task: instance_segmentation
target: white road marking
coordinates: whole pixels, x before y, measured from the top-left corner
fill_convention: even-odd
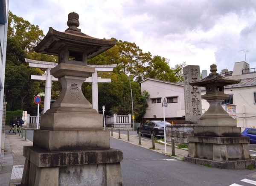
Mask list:
[[[256,181],[253,180],[248,180],[248,179],[244,179],[243,180],[241,180],[241,181],[243,181],[244,182],[251,184],[252,185],[256,185]]]

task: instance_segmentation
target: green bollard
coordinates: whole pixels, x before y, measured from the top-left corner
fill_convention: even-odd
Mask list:
[[[151,140],[152,141],[152,146],[154,150],[156,150],[156,146],[154,144],[154,135],[151,135]]]
[[[121,139],[121,132],[120,131],[120,128],[118,129],[118,139]]]
[[[172,156],[175,156],[175,147],[174,145],[174,139],[172,138]]]
[[[141,145],[141,134],[140,132],[139,132],[139,145]]]
[[[25,129],[25,140],[26,140],[26,128]]]

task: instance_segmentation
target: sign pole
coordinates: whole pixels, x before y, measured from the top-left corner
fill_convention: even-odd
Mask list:
[[[166,137],[165,126],[165,107],[163,107],[163,125],[164,126],[164,152],[166,153]]]
[[[164,152],[166,153],[166,125],[165,125],[165,108],[167,107],[167,102],[165,98],[163,99],[163,102],[162,103],[162,106],[163,107],[163,126],[164,132]]]
[[[34,98],[34,102],[36,104],[38,104],[38,116],[36,125],[36,129],[38,129],[38,125],[39,124],[39,104],[41,102],[41,98],[38,96],[36,96]]]
[[[36,129],[38,129],[38,125],[39,124],[39,103],[38,104],[38,117],[36,123]]]

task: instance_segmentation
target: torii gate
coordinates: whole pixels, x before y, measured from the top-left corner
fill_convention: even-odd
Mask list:
[[[58,65],[57,63],[42,61],[25,58],[26,62],[29,63],[30,67],[46,69],[46,74],[42,76],[31,75],[31,79],[45,80],[45,90],[44,91],[44,113],[50,108],[51,95],[52,92],[52,81],[58,81],[50,74],[51,69]],[[98,72],[112,72],[116,67],[116,64],[110,65],[87,65],[95,68],[95,72],[92,75],[92,77],[86,78],[84,82],[92,82],[93,108],[98,111],[98,83],[110,83],[110,78],[101,78],[98,77]]]

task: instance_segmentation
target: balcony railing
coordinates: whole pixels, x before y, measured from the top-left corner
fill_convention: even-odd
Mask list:
[[[256,68],[243,69],[242,70],[242,74],[250,74],[252,73],[256,73]]]

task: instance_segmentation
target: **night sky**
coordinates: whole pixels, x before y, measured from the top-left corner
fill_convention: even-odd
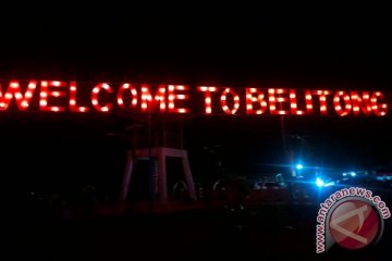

::::

WHAT YOU NEED TO DO: Can you arrange every line of the items above as a Markdown table with the columns Row and Line, numbering each row and skipping blank lines? Leave the pictures out.

RESPONSE:
| Row | Line |
|---|---|
| 1 | task: instance_segmentation |
| 2 | target: white road marking |
| 3 | coordinates: whole pixels, x before y, measured from the top-left corner |
| 4 | fill_convention: even-odd |
| 5 | Mask list: |
| 6 | [[[256,181],[253,180],[248,180],[248,179],[244,179],[243,180],[241,180],[241,181],[243,181],[244,182],[251,184],[252,185],[256,185]]] |
| 7 | task: instance_segmentation |
| 8 | target: green bollard |
| 9 | coordinates: whole pixels, x before y, measured from the top-left corner |
| 10 | fill_convention: even-odd |
| 11 | Mask list: |
| 12 | [[[151,140],[152,141],[152,146],[154,150],[156,150],[156,146],[154,144],[154,135],[151,135]]] |
| 13 | [[[121,139],[121,132],[120,131],[120,128],[118,129],[118,139]]] |
| 14 | [[[172,156],[175,156],[175,147],[174,145],[174,139],[172,138]]] |
| 15 | [[[141,145],[141,134],[140,132],[139,132],[139,145]]] |
| 16 | [[[25,129],[25,140],[26,140],[26,128]]] |
| 17 | task: instance_segmentation |
| 18 | target: sign pole |
| 19 | coordinates: whole pixels, x before y, measured from the top-left corner |
| 20 | fill_convention: even-odd |
| 21 | Mask list: |
| 22 | [[[166,137],[165,126],[165,107],[163,107],[163,125],[164,126],[164,152],[166,153]]] |
| 23 | [[[164,152],[166,153],[166,125],[165,125],[165,108],[167,107],[167,102],[165,98],[163,99],[163,102],[162,103],[162,106],[163,107],[163,126],[164,132]]] |
| 24 | [[[34,98],[34,102],[36,104],[38,104],[38,116],[36,125],[36,129],[38,129],[38,125],[39,124],[39,104],[41,102],[41,98],[38,96],[36,96]]] |
| 25 | [[[36,129],[38,129],[38,125],[39,124],[39,103],[38,104],[38,117],[36,123]]] |
| 26 | task: instance_segmentation |
| 27 | target: torii gate |
| 28 | coordinates: whole pixels, x before y, measured from the top-left corner |
| 29 | fill_convention: even-odd |
| 30 | Mask list: |
| 31 | [[[58,65],[57,63],[42,61],[25,58],[26,62],[29,63],[30,67],[46,69],[46,74],[42,76],[31,75],[31,79],[45,80],[45,90],[44,91],[44,113],[50,108],[51,95],[52,92],[52,81],[58,81],[50,74],[51,69]],[[98,72],[112,72],[116,67],[116,64],[110,65],[87,65],[95,68],[95,72],[92,75],[92,77],[86,78],[84,82],[92,82],[93,108],[98,111],[98,83],[110,83],[110,78],[101,78],[98,77]]] |
| 32 | task: instance_segmentation |
| 33 | target: balcony railing |
| 34 | coordinates: whole pixels, x before y, measured from the top-left corner |
| 35 | fill_convention: even-odd |
| 36 | Mask list: |
| 37 | [[[256,68],[243,69],[242,70],[242,74],[250,74],[252,73],[256,73]]] |
| 38 | task: instance_segmentation |
| 39 | target: **night sky** |
| 40 | coordinates: whole pixels, x before y, measured from the top-left corner |
| 41 | fill_convention: even-odd |